## begin Passage to read

Gilead book cover

In Review

Truth(s) in Fiction

By Will Joyner

Long ago, at a university well known for allowing an undergraduate great freedom in plotting an academic trajectory, I resided as a major in two departments rather than one. Actually, “resided” is the wrong word, because I felt at home in neither department—American history or religious studies—and instead presented myself in class after class as an outside agitator for the one true cause, literature.

My reasoning—or rationalization—went something like this:

American history, to the dismay of even most of my history professors, was then in thrall to cliometrics, represented most notoriously by Robert Fogel and Stanley Engerman’s Time on the Cross, a book that used statistical analysis to claim that American slavery had, in fact, been an economically sound institution. And religious studies, in a parallel way, was then broadly under the influence of the “philosophy of religion,” which had the odd effect of transforming religion students into faux mathematicians, sketching hieroglyphic-like proofs.

Why not, I half-consciously said to myself, work at gaining the academic skills emphasized by those two distinguished departments, while insinuating what I believed to be the more valid artistic truths of fiction and poetry? At the same time, I figured, I could also take courses in English and comparative literature without having to be indoctrinated officially into the brotherhood of what was then a baffling, transitional mishmash of New Criticism and semiotics.

## end Passage to read

Written instruction: Rewrite the review from "By Will Joyner" to "true cause, literature.", putting "college" in place of "university".

## begin Records

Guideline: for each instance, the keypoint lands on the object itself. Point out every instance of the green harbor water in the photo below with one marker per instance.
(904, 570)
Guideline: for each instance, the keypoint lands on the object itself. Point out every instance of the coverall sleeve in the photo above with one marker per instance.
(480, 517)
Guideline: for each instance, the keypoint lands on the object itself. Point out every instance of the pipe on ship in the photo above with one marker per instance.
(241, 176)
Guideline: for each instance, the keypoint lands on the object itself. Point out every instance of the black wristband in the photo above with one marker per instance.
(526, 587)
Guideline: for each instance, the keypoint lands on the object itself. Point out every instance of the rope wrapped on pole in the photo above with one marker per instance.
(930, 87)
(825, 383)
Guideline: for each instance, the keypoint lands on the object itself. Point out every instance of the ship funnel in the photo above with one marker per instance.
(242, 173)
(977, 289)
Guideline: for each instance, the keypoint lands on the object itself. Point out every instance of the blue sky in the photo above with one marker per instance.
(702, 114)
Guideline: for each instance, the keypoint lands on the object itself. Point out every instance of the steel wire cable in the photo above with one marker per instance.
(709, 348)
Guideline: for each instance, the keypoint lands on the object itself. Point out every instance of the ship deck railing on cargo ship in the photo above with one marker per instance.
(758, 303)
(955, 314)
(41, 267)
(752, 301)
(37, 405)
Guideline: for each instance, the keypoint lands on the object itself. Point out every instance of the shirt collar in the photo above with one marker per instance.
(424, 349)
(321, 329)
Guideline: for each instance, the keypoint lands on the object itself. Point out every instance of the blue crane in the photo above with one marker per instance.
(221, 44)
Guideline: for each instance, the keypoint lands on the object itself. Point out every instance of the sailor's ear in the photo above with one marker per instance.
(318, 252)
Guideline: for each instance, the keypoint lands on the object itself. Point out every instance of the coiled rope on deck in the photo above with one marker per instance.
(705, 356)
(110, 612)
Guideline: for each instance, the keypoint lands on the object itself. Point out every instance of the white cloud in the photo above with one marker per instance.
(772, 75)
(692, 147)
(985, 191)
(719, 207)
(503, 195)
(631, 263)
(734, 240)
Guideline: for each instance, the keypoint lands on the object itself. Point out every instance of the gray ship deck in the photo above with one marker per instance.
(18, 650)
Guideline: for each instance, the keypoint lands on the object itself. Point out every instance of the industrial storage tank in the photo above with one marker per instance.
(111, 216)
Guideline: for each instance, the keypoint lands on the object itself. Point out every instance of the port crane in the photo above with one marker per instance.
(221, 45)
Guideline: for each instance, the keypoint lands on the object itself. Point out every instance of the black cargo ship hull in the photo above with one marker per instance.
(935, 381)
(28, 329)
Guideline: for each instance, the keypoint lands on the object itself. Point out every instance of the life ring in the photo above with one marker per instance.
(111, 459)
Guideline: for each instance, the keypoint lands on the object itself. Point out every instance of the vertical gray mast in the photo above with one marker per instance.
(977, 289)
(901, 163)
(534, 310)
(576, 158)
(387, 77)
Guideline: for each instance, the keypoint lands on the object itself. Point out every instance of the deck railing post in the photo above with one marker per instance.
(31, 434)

## end Records

Result of this exercise:
By Will Joyner

Long ago, at a college well known for allowing an undergraduate great freedom in plotting an academic trajectory, I resided as a major in two departments rather than one. Actually, “resided” is the wrong word, because I felt at home in neither department—American history or religious studies—and instead presented myself in class after class as an outside agitator for the one true cause, literature.